■ **PROBLEM DESCRIPTION**: Convert every line of the listing below into a Markdown table with the columns Row and Line, numbering the lines in order and leaving out blank ones.

■ **DATA PROVIDED**:
-------

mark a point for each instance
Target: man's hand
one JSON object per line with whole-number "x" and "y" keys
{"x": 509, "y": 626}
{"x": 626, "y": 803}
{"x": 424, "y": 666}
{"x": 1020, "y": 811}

-------

■ **SOLUTION**:
| Row | Line |
|---|---|
| 1 | mark a point for each instance |
| 2 | Target: man's hand |
| 3 | one JSON object per line with whole-number "x" and "y" keys |
| 4 | {"x": 509, "y": 626} |
| 5 | {"x": 626, "y": 803} |
| 6 | {"x": 424, "y": 666} |
| 7 | {"x": 1020, "y": 811} |